Extract every line of the records below that contains the word "unopened". Copy each such line in full.

→ **The input**
◇ ◇ ◇ ◇ ◇ ◇ ◇

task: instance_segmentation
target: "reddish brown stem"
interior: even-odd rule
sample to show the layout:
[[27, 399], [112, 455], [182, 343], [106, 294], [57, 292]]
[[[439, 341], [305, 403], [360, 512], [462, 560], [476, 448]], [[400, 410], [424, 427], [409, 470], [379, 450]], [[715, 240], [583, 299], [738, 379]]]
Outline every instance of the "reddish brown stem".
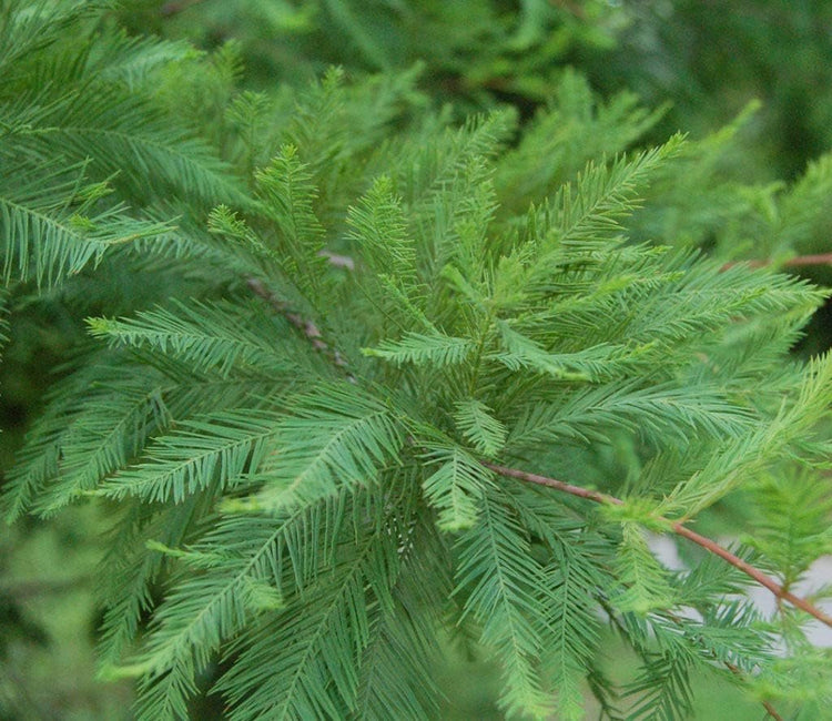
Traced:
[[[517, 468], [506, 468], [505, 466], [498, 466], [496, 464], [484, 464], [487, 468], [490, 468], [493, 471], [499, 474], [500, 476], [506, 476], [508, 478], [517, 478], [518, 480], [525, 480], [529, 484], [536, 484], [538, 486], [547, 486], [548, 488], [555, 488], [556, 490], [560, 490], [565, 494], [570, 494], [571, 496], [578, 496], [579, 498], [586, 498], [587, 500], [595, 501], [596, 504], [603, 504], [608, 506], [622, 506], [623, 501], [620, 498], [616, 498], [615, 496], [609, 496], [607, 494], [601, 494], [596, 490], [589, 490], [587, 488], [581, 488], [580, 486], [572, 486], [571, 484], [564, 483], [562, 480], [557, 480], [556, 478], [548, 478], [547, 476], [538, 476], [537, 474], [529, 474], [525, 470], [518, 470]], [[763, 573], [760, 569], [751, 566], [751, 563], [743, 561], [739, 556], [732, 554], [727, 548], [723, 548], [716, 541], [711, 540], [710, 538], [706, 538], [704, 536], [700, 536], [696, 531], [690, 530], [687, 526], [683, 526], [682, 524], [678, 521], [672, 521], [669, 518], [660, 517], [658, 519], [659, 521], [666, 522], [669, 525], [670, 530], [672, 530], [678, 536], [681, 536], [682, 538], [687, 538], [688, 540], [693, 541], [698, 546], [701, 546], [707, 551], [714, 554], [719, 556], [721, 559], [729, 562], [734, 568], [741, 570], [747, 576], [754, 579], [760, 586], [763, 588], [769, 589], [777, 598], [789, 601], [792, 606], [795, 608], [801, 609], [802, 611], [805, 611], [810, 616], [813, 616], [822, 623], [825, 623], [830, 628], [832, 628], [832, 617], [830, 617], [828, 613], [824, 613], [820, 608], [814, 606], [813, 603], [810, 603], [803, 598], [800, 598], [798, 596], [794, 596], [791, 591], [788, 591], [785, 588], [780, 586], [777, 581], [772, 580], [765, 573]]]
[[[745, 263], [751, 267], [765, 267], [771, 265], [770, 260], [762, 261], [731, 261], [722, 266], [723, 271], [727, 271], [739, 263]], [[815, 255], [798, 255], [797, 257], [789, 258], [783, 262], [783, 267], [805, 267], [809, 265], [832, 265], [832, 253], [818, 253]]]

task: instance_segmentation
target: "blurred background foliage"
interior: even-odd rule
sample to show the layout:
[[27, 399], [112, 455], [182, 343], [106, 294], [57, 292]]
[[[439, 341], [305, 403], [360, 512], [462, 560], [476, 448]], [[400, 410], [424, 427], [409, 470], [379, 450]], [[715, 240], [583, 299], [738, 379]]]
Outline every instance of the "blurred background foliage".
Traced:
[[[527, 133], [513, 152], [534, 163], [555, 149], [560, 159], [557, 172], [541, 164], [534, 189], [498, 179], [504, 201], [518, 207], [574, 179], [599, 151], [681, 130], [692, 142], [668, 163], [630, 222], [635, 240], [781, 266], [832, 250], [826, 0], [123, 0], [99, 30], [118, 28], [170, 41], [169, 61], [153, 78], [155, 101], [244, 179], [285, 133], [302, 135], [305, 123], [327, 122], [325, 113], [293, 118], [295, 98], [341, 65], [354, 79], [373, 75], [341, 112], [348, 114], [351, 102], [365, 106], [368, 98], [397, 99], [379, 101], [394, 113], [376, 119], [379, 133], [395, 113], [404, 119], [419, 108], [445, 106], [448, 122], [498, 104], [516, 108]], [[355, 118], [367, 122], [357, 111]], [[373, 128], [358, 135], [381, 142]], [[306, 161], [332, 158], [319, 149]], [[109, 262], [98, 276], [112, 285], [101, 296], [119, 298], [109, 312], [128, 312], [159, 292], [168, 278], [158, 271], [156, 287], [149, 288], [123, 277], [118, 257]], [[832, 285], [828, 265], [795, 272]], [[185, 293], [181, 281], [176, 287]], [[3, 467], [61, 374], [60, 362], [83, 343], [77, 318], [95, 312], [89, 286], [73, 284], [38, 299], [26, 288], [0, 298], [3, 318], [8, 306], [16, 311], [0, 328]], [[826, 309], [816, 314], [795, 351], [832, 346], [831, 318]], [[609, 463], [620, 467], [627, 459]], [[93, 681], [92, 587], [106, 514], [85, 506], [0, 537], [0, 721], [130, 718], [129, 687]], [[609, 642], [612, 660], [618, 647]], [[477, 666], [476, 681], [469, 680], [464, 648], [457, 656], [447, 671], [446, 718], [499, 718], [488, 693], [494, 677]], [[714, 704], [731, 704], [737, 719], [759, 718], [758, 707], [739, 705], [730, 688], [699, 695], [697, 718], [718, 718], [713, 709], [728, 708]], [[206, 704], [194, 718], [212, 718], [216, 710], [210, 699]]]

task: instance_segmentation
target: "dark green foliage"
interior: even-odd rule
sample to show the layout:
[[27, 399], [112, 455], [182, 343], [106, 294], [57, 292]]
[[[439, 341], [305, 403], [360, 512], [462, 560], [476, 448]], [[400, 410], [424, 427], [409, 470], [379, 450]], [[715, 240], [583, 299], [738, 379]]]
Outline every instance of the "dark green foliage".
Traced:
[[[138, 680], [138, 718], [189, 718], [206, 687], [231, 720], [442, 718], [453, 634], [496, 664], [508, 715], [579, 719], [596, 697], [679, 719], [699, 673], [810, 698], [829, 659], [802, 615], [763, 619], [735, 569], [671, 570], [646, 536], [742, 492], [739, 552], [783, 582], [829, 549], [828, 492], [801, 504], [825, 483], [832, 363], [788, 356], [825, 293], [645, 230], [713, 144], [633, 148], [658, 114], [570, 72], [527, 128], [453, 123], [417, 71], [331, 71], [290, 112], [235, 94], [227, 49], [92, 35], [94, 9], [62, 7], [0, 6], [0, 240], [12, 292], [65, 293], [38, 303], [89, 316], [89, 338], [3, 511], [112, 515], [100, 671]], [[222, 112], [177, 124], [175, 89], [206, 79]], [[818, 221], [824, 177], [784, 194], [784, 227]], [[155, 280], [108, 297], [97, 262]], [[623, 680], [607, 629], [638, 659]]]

◇ ◇ ◇ ◇ ◇ ◇ ◇

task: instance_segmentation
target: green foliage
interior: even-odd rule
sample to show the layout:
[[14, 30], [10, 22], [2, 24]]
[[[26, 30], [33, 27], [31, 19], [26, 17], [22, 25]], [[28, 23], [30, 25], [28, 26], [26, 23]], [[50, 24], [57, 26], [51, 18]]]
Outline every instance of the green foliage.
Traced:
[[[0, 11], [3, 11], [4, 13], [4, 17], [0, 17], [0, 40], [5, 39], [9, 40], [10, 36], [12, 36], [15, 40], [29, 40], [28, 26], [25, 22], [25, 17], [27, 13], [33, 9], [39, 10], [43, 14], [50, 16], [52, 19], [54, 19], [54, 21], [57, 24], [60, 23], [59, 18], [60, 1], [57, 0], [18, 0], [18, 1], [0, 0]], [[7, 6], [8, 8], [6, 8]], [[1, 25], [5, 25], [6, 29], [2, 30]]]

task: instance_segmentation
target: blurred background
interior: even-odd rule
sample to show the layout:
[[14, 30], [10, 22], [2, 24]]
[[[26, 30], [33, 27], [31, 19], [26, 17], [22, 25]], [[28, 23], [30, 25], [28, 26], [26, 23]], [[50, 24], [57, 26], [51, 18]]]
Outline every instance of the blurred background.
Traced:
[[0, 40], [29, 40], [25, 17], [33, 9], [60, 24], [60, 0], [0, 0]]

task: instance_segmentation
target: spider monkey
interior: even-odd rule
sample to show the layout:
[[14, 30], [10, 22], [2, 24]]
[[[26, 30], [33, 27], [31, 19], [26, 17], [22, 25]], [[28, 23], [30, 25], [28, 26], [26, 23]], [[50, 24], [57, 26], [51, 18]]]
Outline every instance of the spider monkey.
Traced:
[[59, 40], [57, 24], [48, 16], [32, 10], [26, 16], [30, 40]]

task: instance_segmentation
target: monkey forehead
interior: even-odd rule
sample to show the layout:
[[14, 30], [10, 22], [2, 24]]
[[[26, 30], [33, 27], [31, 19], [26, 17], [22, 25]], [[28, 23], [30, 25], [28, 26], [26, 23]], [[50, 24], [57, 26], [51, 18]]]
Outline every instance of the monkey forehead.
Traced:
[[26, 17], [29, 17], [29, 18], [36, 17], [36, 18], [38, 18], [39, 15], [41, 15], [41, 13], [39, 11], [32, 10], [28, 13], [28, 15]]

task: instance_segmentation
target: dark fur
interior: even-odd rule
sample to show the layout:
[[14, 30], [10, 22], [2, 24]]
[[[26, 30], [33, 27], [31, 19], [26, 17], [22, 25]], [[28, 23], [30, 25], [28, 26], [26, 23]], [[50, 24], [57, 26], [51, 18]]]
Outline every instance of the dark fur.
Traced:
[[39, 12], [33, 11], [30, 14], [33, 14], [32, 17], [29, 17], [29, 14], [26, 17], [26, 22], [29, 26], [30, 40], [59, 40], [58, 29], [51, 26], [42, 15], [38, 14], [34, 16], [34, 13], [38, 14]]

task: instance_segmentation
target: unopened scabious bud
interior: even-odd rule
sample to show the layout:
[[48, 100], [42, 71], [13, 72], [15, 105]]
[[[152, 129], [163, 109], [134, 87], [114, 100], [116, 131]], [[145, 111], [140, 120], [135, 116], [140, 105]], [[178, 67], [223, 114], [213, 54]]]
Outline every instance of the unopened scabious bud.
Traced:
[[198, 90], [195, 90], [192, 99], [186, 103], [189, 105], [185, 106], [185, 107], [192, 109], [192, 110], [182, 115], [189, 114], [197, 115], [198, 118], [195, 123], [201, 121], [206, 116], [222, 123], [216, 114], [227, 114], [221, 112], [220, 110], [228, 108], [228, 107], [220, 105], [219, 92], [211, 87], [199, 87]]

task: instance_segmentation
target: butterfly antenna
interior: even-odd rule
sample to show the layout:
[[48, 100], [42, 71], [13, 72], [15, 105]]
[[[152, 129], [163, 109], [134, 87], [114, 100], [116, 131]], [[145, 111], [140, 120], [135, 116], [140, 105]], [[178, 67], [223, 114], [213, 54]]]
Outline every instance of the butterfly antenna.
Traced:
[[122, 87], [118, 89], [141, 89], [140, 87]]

◇ ◇ ◇ ◇ ◇ ◇ ◇

→ **Exercise result**
target: unopened scabious bud
Outline every instance of the unopened scabious bud.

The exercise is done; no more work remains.